---------- Supplied data

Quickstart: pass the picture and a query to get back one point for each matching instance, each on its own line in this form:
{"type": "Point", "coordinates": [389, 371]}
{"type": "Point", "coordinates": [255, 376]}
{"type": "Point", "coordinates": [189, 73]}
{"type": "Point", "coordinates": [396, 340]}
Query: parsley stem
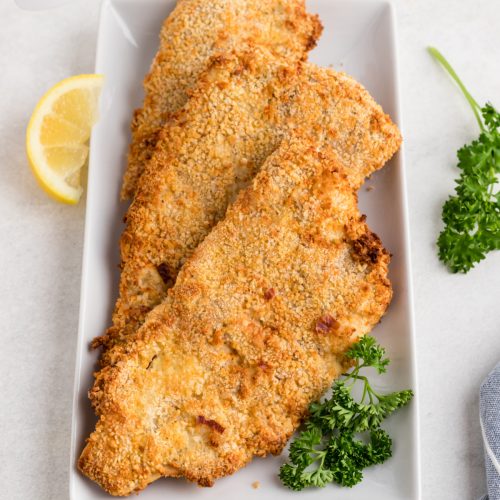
{"type": "Point", "coordinates": [472, 102]}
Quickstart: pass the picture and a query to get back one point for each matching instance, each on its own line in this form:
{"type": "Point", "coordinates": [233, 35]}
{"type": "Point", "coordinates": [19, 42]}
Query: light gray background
{"type": "Point", "coordinates": [457, 317]}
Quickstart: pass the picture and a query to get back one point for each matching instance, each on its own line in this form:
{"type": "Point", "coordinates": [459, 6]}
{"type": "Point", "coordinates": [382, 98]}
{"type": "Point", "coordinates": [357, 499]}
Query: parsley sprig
{"type": "Point", "coordinates": [472, 215]}
{"type": "Point", "coordinates": [343, 435]}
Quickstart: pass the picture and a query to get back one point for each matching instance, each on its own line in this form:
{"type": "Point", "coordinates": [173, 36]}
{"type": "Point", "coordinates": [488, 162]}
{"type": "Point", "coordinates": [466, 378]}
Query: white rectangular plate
{"type": "Point", "coordinates": [359, 39]}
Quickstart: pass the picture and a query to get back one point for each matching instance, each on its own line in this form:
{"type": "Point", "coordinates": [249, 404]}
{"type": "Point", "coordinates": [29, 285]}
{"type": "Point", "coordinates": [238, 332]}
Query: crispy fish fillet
{"type": "Point", "coordinates": [243, 106]}
{"type": "Point", "coordinates": [254, 329]}
{"type": "Point", "coordinates": [196, 30]}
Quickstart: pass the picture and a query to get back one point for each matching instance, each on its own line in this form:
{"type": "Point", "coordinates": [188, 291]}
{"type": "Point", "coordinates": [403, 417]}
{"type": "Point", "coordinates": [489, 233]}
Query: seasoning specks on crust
{"type": "Point", "coordinates": [217, 375]}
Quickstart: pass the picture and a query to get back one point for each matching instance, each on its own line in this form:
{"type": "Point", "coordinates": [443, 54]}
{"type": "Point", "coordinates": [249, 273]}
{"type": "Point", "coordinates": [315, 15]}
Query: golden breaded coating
{"type": "Point", "coordinates": [195, 31]}
{"type": "Point", "coordinates": [255, 328]}
{"type": "Point", "coordinates": [243, 106]}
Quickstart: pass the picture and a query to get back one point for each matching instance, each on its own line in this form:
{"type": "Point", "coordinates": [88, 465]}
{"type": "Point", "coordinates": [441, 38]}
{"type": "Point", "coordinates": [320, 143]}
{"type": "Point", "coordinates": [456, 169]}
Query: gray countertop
{"type": "Point", "coordinates": [457, 316]}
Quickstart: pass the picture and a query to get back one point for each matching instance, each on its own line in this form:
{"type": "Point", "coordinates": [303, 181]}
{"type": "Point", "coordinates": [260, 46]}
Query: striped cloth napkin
{"type": "Point", "coordinates": [489, 413]}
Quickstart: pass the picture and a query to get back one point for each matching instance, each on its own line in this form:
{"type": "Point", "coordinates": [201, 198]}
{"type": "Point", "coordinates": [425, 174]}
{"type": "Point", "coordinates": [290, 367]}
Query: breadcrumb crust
{"type": "Point", "coordinates": [195, 31]}
{"type": "Point", "coordinates": [216, 350]}
{"type": "Point", "coordinates": [244, 105]}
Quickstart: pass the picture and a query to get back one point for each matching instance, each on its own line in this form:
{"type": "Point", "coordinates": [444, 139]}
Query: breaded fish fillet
{"type": "Point", "coordinates": [196, 30]}
{"type": "Point", "coordinates": [243, 106]}
{"type": "Point", "coordinates": [254, 329]}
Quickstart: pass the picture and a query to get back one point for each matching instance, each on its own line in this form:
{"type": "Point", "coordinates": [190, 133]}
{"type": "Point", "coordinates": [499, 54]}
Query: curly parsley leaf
{"type": "Point", "coordinates": [343, 435]}
{"type": "Point", "coordinates": [472, 215]}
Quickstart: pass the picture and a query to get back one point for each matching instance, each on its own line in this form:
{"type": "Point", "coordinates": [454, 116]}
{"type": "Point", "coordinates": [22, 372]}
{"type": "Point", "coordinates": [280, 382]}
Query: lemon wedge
{"type": "Point", "coordinates": [57, 138]}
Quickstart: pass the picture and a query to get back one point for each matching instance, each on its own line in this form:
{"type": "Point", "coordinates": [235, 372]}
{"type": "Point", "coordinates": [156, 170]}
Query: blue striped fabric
{"type": "Point", "coordinates": [489, 411]}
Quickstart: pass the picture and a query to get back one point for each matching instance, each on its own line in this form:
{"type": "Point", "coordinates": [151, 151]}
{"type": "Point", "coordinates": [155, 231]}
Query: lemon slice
{"type": "Point", "coordinates": [58, 135]}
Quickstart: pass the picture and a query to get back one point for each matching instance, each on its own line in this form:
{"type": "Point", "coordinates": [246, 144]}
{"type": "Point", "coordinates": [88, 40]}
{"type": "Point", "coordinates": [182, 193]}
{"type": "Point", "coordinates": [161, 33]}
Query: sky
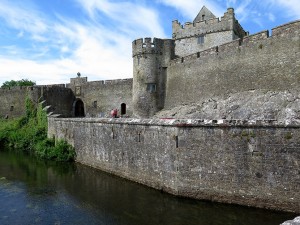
{"type": "Point", "coordinates": [49, 41]}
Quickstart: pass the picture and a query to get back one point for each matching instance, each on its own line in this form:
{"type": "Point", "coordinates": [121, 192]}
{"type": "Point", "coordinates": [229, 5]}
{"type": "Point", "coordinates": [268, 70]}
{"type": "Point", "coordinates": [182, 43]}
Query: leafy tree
{"type": "Point", "coordinates": [13, 83]}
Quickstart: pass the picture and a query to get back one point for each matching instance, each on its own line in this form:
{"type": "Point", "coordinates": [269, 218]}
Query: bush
{"type": "Point", "coordinates": [29, 134]}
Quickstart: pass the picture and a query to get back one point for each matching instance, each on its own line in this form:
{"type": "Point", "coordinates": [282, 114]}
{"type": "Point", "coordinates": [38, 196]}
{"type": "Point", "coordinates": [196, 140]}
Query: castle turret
{"type": "Point", "coordinates": [150, 60]}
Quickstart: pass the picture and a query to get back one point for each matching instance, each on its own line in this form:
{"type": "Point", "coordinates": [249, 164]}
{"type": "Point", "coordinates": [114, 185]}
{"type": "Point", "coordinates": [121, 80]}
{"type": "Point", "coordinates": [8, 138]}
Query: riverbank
{"type": "Point", "coordinates": [46, 192]}
{"type": "Point", "coordinates": [252, 163]}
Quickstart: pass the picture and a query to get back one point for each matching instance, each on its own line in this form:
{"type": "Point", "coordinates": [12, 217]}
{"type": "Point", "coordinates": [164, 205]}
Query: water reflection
{"type": "Point", "coordinates": [39, 192]}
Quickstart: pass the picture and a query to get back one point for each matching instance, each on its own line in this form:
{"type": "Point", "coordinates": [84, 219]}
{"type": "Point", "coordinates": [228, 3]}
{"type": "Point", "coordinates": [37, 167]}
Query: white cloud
{"type": "Point", "coordinates": [191, 8]}
{"type": "Point", "coordinates": [21, 17]}
{"type": "Point", "coordinates": [86, 46]}
{"type": "Point", "coordinates": [293, 7]}
{"type": "Point", "coordinates": [127, 17]}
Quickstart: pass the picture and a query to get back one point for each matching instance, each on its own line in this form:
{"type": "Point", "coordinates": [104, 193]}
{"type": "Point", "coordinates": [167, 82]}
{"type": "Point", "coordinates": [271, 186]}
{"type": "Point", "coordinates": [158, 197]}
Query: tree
{"type": "Point", "coordinates": [13, 83]}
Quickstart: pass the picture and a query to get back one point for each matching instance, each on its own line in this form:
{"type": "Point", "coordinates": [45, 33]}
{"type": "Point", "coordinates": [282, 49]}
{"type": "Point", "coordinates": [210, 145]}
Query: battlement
{"type": "Point", "coordinates": [190, 122]}
{"type": "Point", "coordinates": [109, 82]}
{"type": "Point", "coordinates": [148, 46]}
{"type": "Point", "coordinates": [190, 29]}
{"type": "Point", "coordinates": [281, 32]}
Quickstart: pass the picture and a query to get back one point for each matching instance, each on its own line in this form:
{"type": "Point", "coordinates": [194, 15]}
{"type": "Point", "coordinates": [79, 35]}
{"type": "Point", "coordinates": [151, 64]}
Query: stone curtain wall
{"type": "Point", "coordinates": [12, 101]}
{"type": "Point", "coordinates": [100, 97]}
{"type": "Point", "coordinates": [254, 163]}
{"type": "Point", "coordinates": [256, 62]}
{"type": "Point", "coordinates": [59, 98]}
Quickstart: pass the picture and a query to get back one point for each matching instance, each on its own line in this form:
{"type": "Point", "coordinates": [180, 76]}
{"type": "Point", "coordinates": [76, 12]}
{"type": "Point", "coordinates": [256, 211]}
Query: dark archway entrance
{"type": "Point", "coordinates": [123, 109]}
{"type": "Point", "coordinates": [78, 108]}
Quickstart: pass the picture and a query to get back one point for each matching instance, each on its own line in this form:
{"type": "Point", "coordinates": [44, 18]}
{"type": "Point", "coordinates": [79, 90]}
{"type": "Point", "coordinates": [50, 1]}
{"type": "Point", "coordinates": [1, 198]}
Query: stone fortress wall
{"type": "Point", "coordinates": [213, 31]}
{"type": "Point", "coordinates": [253, 163]}
{"type": "Point", "coordinates": [56, 98]}
{"type": "Point", "coordinates": [100, 97]}
{"type": "Point", "coordinates": [256, 62]}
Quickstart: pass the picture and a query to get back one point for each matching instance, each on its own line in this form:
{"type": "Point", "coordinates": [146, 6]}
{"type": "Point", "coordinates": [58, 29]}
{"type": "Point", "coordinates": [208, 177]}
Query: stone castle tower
{"type": "Point", "coordinates": [150, 61]}
{"type": "Point", "coordinates": [152, 57]}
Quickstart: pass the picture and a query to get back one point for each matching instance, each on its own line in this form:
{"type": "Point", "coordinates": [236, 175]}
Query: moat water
{"type": "Point", "coordinates": [43, 192]}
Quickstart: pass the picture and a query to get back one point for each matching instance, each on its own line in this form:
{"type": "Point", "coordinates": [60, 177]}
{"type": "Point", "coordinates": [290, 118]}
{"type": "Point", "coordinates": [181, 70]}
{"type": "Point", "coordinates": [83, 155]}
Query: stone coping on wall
{"type": "Point", "coordinates": [188, 122]}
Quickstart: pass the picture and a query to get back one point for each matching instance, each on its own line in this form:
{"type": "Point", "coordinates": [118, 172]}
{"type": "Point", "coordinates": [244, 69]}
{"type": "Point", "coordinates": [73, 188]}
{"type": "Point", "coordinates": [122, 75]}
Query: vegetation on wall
{"type": "Point", "coordinates": [13, 83]}
{"type": "Point", "coordinates": [29, 134]}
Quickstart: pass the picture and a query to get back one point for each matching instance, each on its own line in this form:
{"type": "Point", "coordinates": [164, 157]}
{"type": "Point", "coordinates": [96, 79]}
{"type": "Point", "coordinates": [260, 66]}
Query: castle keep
{"type": "Point", "coordinates": [212, 113]}
{"type": "Point", "coordinates": [211, 68]}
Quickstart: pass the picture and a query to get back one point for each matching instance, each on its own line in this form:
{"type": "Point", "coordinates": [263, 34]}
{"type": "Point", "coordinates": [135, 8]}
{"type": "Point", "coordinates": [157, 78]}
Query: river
{"type": "Point", "coordinates": [43, 192]}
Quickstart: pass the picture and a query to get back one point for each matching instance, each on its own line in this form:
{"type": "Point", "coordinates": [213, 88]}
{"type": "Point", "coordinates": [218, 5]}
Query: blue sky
{"type": "Point", "coordinates": [49, 41]}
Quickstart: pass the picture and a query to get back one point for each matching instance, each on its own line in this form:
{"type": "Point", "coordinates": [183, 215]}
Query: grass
{"type": "Point", "coordinates": [29, 134]}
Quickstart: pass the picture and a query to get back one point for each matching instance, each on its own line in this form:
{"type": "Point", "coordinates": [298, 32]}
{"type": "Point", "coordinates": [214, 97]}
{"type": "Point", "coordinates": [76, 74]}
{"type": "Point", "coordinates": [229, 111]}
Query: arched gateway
{"type": "Point", "coordinates": [78, 108]}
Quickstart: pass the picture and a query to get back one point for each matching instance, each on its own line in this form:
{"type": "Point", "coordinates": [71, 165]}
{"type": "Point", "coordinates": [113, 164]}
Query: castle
{"type": "Point", "coordinates": [239, 97]}
{"type": "Point", "coordinates": [209, 64]}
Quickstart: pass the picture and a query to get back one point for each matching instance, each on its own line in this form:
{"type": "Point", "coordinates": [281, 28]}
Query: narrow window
{"type": "Point", "coordinates": [151, 88]}
{"type": "Point", "coordinates": [95, 104]}
{"type": "Point", "coordinates": [201, 39]}
{"type": "Point", "coordinates": [123, 108]}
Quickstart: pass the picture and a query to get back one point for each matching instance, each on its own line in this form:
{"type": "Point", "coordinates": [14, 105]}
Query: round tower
{"type": "Point", "coordinates": [147, 75]}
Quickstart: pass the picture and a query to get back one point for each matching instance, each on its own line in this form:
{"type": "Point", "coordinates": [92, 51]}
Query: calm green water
{"type": "Point", "coordinates": [39, 192]}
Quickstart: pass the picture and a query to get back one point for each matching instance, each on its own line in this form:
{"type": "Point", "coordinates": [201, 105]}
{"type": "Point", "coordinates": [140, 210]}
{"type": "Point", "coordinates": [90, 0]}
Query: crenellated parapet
{"type": "Point", "coordinates": [258, 40]}
{"type": "Point", "coordinates": [147, 46]}
{"type": "Point", "coordinates": [212, 25]}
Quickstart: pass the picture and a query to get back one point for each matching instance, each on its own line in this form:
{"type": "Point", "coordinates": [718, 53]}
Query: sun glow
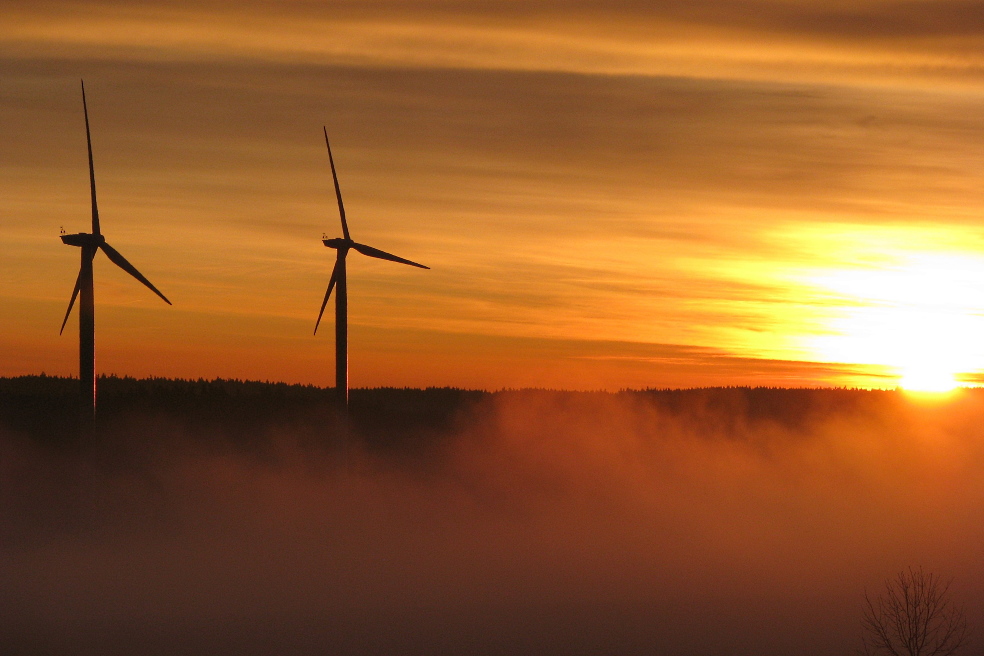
{"type": "Point", "coordinates": [922, 316]}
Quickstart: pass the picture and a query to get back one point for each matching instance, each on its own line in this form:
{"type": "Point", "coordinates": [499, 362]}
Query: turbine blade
{"type": "Point", "coordinates": [338, 191]}
{"type": "Point", "coordinates": [92, 171]}
{"type": "Point", "coordinates": [121, 262]}
{"type": "Point", "coordinates": [383, 255]}
{"type": "Point", "coordinates": [71, 303]}
{"type": "Point", "coordinates": [324, 303]}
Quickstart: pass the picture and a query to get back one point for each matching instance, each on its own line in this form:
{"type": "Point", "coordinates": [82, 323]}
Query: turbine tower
{"type": "Point", "coordinates": [90, 243]}
{"type": "Point", "coordinates": [342, 246]}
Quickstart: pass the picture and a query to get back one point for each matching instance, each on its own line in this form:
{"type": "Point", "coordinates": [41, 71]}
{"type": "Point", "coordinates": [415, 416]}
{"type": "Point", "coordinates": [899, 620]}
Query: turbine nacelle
{"type": "Point", "coordinates": [339, 243]}
{"type": "Point", "coordinates": [83, 239]}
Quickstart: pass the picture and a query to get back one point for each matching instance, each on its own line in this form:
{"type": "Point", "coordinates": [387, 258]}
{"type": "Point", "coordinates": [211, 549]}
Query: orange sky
{"type": "Point", "coordinates": [610, 194]}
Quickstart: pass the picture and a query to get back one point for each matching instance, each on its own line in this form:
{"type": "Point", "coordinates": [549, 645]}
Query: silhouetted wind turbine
{"type": "Point", "coordinates": [342, 247]}
{"type": "Point", "coordinates": [90, 243]}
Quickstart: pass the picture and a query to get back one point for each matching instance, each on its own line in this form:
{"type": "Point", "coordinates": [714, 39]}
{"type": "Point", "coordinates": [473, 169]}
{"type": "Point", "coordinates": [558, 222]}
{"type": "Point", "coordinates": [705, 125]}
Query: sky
{"type": "Point", "coordinates": [609, 194]}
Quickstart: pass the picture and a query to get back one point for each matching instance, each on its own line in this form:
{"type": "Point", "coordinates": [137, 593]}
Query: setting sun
{"type": "Point", "coordinates": [919, 315]}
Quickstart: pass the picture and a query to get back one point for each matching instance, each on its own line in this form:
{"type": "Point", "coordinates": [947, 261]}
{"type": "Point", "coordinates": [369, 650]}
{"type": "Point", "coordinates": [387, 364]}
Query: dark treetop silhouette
{"type": "Point", "coordinates": [90, 243]}
{"type": "Point", "coordinates": [342, 247]}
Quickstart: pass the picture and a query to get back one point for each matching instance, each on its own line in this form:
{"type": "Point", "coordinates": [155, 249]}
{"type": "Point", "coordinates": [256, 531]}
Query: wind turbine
{"type": "Point", "coordinates": [342, 246]}
{"type": "Point", "coordinates": [90, 243]}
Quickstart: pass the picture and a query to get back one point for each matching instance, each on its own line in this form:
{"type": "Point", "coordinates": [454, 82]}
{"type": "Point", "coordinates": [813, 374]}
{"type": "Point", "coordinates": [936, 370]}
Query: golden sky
{"type": "Point", "coordinates": [610, 194]}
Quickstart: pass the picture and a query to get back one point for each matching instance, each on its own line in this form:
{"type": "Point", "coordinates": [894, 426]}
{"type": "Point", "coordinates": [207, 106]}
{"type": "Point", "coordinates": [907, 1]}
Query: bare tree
{"type": "Point", "coordinates": [915, 616]}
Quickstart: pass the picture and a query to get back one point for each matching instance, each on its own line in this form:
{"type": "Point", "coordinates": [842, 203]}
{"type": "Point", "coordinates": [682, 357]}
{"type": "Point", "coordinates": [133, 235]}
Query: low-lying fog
{"type": "Point", "coordinates": [545, 523]}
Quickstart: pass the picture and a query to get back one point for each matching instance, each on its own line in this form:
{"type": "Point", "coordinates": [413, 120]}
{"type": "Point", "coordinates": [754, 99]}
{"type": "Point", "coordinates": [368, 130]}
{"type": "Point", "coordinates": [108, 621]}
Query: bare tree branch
{"type": "Point", "coordinates": [915, 616]}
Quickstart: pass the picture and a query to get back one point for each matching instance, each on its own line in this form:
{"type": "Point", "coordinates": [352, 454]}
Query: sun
{"type": "Point", "coordinates": [921, 317]}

--------------------

Put the lines starting at the beginning of the records and ending at the line containing "Query: parsley stem" into a JSON list of strings, with one string for each line and blank lines left out.

[
  "Quickstart: pass the picture and a query to get back one point for each matching instance, each on its own line in this form:",
  "{\"type\": \"Point\", \"coordinates\": [389, 371]}",
  "{\"type\": \"Point\", \"coordinates\": [255, 376]}",
  "{\"type\": \"Point\", \"coordinates\": [189, 73]}",
  "{\"type\": \"Point\", \"coordinates\": [396, 340]}",
  "Query: parsley stem"
]